-- BEGIN Page extract --

We had already gotten a passive, aggressive wordless warning from Uncle; when he knocked into the room to check if everything was okay. We had our exams the next day and after two hours of play and endless chatter, when we finally sat to study, we were laughing about something like maniacs, curiously affected by some laughing gas in the room. Our laughter used to be very loud. I don’t remember what were we laughing about. Next, Pooja (my best friend) gets called downstairs for something and I see her walking towards the door. Some cartoon-like impulse, makes me get up and fake a kick at her. I wasn’t even thinking. Turns out, she wasn’t either. She pulls my raised leg in self-defense and in the next second, I fall flat on my back. “Dhaaaaaaaaaaad.”
Interestingly, I don’t remember the hurt, at all. I am sure it must have hurt. I remember we laughed for an hour. The stomach hurt, yes. We also went downstairs to try and explain it to uncle and Aunty but our attempts were futile because we just couldn’t stop laughing and they weren’t able to decipher. They summoned us to go back and study, and perhaps sometime later pen down a memoir on this supposedly hilarious incident write in the middle of our final exam studies. Well, I finally get the time of doing that today. Twelve years later.

-- END Page extract --

== Exercise directions ==
Continue the memoir about the laughing fit with Pooja during exam study, picking up after its final sentence. The data that follows comes from a separate source.

-- BEGIN Dataset extract --

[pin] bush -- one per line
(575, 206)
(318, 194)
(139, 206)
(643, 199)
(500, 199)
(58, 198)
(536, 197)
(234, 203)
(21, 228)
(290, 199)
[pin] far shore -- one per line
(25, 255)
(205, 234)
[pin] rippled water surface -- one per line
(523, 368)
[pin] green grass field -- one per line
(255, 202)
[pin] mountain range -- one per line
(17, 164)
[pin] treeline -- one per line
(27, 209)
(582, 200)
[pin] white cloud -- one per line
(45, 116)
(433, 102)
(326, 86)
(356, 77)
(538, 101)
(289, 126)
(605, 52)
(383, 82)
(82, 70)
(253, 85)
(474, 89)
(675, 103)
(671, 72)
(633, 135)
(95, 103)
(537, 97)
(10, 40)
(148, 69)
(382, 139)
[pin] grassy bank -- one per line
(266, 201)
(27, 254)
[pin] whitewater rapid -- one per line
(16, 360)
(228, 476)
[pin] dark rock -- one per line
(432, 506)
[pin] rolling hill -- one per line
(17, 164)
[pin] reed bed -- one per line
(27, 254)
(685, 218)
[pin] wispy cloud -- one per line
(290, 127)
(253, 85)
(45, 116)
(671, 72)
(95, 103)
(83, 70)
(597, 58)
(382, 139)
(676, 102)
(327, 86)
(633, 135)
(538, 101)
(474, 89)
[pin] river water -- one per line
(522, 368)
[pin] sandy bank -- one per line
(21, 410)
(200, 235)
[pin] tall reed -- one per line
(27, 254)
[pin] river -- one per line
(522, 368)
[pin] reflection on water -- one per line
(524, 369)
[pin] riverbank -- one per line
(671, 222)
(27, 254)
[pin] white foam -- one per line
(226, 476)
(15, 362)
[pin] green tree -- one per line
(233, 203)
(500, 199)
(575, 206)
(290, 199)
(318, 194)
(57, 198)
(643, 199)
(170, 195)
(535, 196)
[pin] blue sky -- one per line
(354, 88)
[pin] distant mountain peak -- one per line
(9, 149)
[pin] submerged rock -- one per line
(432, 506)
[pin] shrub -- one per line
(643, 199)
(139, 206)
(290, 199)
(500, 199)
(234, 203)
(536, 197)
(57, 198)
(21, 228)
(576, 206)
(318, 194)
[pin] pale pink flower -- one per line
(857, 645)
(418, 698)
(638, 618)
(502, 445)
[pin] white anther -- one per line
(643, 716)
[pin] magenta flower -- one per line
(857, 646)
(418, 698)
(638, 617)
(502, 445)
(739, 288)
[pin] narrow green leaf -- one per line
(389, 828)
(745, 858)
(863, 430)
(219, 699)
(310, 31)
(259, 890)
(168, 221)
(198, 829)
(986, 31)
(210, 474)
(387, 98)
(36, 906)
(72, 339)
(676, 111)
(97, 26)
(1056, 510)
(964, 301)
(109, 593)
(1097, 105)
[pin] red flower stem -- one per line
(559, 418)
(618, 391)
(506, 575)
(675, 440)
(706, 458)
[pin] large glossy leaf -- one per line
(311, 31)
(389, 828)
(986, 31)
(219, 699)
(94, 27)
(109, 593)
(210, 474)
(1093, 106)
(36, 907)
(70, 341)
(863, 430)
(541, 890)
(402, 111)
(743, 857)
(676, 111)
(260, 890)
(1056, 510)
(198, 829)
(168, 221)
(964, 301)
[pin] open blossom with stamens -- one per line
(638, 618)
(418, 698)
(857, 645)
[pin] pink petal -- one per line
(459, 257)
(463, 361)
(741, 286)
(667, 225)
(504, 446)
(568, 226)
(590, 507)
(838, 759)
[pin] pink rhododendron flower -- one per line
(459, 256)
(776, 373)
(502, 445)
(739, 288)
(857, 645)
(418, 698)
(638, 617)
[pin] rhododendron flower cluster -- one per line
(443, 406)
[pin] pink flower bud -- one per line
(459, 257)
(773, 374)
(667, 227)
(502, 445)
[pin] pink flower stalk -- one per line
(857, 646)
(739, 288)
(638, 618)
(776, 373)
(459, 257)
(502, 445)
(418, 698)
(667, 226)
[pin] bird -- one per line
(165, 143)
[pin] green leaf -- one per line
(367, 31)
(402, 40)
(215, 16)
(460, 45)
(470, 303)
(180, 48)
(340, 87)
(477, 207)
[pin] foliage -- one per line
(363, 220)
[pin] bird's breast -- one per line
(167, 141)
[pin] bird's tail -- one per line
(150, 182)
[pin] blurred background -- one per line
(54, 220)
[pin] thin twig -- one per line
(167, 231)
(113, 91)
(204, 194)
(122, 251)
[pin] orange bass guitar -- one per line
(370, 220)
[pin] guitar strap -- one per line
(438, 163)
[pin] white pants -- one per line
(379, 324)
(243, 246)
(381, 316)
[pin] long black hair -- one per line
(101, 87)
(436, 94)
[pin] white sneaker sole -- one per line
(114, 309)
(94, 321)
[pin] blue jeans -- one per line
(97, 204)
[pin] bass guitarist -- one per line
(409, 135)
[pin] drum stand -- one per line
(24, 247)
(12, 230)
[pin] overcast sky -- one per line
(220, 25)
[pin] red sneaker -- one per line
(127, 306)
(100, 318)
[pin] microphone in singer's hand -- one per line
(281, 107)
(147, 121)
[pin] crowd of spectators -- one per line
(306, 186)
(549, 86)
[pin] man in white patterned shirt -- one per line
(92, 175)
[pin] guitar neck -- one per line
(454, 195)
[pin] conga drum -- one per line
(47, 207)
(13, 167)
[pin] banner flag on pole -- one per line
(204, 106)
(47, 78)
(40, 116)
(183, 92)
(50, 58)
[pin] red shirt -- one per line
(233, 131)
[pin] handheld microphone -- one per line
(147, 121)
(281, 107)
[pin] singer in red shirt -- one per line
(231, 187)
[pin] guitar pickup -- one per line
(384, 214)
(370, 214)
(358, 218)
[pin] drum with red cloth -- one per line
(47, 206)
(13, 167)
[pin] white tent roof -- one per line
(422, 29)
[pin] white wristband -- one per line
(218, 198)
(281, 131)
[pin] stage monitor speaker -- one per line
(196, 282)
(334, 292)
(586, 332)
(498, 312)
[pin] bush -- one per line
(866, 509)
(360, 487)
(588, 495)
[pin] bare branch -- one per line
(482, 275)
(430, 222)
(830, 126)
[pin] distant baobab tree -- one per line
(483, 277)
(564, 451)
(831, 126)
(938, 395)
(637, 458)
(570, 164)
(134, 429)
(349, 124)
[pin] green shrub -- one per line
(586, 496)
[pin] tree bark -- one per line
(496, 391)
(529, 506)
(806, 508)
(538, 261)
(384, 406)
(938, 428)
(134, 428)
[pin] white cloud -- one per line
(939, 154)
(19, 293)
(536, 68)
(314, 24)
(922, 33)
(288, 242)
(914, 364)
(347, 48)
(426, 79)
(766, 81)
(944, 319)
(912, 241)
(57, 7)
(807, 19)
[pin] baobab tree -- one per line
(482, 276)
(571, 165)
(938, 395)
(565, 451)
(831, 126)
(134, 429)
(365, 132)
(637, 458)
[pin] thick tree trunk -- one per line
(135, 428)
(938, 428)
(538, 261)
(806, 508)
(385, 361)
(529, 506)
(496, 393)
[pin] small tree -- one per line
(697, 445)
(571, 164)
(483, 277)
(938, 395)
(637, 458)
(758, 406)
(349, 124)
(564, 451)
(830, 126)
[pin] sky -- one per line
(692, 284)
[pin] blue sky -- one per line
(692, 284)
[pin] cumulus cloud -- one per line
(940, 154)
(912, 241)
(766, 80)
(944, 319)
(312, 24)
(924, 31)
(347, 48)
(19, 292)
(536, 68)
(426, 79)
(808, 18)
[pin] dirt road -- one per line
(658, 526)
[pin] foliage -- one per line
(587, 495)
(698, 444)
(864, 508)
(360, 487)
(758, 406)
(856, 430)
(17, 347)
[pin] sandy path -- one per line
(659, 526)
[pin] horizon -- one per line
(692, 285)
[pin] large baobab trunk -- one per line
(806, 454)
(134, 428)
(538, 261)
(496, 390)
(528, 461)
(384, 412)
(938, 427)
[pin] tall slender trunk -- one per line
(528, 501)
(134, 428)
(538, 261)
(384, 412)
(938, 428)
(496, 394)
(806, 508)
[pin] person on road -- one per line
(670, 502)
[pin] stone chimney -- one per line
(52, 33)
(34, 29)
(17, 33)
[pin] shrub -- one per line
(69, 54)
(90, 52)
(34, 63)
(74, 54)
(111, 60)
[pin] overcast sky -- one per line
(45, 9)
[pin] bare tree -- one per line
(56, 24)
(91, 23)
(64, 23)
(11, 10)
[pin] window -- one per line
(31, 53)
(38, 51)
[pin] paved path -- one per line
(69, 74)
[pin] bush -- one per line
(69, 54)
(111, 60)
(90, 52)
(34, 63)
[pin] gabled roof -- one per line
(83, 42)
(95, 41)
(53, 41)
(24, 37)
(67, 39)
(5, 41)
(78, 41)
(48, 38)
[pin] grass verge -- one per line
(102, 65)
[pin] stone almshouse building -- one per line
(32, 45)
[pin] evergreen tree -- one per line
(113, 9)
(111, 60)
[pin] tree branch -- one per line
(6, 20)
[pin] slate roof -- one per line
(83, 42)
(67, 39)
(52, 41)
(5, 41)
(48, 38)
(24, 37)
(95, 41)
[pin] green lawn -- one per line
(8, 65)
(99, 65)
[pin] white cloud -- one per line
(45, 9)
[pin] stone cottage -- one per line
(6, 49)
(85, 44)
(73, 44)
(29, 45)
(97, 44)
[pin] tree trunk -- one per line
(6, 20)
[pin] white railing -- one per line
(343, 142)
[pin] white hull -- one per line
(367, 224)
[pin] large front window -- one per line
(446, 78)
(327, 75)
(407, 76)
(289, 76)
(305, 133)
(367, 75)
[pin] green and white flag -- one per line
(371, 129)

-- END Dataset extract --

== Response for this exercise ==
The school was full of such moments of contagious laughter. There was no tickling required. They would look at you and laugh thinking of a recent random incident and it would be so contagious that you’d laugh back. And none of you would be in the senses of asking or answering what the hell is the matter. As a defence mechanism to not be kicked out of the class, one’s head should either be below the bench or hidden behind a bunker like a tall guy/girl. Although, thinking of it now, being kicked out of class would not be so bad either. There was no attendance to get cancelled over there. I’ve clearly missed the chance.
While growing up, a serious instruction manual came for us girls, enlightening us about how to speak and laugh. I hope some came for boys too. But with the seriousness of the menstrual talk or sex talk (that interestingly would never happen), we would be told, “Girls shouldn’t laugh that loudly.” Woah. This was new at that point in time. Another new thing that came without saying, almost contagious first and then subconscious: We got to keep our hands on our mouths while laughing. It became subconscious after a while. Remember girls/women around you putting their hands on their mouths when they go ‘hehehehehehehehe’? It has taken me years but I have gotten myself out of that bad habit. Dude, I have beautiful white teeth and my mouth doesn’t stink. I need not put a hand on my mouth.
I think laughter requires a curious element of imagination and surprise. We should be taken aback by an incident or a joke that it surges laughter out of us. We lose these things while growing up. Nothing surprises us anymore. Adulthood as we know it is a serious responsibility. Our workplaces have no scope for laughter because laughter means distraction. So with all our emotions transferring into short forms or emoticons, even laughter gets transformed into ‘LOL’ and ‘ROFL’. It’s almost funny that we send out a huge, ‘hahahahahahahahahahahahah’ without even a flicker of a smile on our faces. Poker face is the new veil. Seflies are the new outlets to smiles. Poses are the new make beliefs.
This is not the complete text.